**Exercise details**
Reproduce verbatim the lines of the data starting with the line that contains "Do you see any shaded ground here?" and continuing through the line that contains "70;356;800;600", including both of those lines.

**Provided material**
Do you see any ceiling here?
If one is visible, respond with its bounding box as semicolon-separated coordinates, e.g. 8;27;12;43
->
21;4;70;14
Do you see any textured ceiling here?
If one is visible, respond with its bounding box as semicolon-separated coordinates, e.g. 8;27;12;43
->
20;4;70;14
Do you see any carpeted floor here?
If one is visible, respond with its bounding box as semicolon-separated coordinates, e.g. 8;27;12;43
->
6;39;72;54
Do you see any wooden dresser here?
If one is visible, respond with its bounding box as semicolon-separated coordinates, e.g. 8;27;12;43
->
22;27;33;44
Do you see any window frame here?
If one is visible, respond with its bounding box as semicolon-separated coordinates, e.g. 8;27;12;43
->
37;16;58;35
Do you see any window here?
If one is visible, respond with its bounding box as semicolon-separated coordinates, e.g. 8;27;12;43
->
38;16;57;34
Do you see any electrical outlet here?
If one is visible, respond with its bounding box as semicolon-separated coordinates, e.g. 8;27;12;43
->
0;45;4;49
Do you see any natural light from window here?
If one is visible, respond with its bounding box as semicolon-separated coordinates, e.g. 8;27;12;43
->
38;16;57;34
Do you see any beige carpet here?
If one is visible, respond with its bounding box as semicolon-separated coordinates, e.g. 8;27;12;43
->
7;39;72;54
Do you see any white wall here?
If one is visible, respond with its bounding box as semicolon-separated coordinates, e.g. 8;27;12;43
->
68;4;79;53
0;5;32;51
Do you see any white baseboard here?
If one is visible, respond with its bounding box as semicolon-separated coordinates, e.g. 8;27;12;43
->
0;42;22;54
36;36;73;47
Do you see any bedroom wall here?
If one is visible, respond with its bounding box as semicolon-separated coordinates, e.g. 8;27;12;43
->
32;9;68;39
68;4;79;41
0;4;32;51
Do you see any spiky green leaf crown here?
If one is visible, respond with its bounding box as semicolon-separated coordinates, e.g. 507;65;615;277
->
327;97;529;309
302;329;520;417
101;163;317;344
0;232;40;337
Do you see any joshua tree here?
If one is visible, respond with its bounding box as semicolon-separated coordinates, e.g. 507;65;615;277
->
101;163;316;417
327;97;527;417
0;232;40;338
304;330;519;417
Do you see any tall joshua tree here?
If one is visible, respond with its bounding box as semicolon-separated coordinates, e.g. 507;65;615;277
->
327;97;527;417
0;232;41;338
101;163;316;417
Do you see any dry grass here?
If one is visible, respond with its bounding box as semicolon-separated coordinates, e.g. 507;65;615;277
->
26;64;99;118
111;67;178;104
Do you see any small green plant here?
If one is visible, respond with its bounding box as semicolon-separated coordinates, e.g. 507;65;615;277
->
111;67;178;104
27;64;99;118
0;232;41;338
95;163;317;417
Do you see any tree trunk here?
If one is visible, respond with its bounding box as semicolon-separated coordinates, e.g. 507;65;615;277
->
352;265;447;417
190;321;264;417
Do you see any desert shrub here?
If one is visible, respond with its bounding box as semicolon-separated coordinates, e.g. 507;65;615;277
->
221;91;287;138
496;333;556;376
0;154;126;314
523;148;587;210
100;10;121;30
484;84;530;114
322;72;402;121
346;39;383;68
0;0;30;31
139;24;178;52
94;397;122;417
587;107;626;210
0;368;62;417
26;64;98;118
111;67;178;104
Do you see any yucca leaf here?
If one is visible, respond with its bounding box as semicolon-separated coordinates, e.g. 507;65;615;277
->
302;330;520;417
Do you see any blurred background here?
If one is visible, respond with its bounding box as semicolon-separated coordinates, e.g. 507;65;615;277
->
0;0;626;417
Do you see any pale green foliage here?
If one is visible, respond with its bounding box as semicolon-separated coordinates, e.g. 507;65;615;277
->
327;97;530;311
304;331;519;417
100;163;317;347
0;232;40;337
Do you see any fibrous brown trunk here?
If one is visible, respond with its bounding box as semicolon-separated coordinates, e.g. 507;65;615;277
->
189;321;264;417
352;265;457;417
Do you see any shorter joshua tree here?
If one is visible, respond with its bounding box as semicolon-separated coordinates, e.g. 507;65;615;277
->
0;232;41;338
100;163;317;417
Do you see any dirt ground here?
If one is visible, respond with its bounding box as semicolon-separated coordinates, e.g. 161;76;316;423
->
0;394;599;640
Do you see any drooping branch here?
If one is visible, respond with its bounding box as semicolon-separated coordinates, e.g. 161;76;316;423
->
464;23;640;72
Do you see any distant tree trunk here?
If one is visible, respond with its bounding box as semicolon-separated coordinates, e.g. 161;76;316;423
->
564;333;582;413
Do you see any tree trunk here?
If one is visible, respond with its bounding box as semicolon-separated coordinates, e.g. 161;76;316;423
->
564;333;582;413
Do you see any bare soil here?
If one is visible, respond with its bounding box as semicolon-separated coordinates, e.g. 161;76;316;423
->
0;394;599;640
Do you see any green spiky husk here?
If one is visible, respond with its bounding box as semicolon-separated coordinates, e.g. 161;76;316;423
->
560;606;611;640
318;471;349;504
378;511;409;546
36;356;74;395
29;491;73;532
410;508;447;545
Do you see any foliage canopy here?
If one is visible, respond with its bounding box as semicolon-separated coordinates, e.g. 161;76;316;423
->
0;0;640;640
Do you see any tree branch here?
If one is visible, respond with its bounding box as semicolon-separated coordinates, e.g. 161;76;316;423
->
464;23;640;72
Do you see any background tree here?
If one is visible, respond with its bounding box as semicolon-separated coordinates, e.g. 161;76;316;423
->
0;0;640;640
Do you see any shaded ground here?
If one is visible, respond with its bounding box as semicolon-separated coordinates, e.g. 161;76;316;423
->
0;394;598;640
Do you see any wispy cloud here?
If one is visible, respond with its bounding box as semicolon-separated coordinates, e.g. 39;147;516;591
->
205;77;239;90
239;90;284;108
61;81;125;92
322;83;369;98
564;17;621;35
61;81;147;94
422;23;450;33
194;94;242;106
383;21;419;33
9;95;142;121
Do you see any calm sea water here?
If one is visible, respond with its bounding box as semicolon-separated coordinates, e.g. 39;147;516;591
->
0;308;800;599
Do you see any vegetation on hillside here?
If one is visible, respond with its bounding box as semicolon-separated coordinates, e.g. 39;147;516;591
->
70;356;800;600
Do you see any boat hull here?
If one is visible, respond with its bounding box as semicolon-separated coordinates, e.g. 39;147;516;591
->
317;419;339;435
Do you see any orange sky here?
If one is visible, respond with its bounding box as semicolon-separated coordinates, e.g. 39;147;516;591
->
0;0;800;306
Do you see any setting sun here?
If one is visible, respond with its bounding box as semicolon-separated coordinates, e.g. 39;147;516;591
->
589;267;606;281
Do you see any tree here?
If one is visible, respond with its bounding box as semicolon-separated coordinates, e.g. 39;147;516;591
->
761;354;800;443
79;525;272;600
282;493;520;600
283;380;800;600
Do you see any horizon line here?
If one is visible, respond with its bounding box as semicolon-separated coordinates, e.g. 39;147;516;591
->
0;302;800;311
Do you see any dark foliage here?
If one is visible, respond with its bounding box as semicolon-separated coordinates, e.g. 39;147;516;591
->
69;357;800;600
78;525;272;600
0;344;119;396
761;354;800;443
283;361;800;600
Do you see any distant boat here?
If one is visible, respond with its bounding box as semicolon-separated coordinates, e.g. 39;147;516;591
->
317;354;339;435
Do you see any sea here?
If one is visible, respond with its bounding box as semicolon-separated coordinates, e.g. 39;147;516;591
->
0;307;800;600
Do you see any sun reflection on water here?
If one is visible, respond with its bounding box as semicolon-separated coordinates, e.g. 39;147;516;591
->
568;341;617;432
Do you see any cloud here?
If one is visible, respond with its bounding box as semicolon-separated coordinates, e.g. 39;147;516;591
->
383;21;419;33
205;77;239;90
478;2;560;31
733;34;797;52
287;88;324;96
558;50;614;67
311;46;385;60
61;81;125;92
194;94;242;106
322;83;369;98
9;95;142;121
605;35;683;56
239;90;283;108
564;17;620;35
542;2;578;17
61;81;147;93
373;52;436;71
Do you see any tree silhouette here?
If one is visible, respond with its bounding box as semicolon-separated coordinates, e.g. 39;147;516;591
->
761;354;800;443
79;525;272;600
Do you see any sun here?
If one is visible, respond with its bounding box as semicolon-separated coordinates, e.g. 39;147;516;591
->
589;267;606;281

**Final answer**
Do you see any shaded ground here?
If one is visible, respond with its bounding box as semicolon-separated coordinates, e.g. 161;76;316;423
->
0;394;598;640
Do you see any wispy cloud here?
If one is visible, respond with its bounding box as semicolon-separated coordinates, e.g. 39;147;516;591
->
205;77;239;90
239;90;284;108
61;81;125;92
322;83;369;98
564;17;621;35
61;81;147;94
422;23;450;33
194;94;242;106
383;21;419;33
9;95;142;121
Do you see any calm sea water here?
If one is visible, respond with its bounding box as semicolon-separated coordinates, e.g. 39;147;516;591
->
0;308;800;599
Do you see any vegetation on hillside here?
If one is visible, respond with its bounding box as semicolon-separated coordinates, e.g. 39;147;516;591
->
70;356;800;600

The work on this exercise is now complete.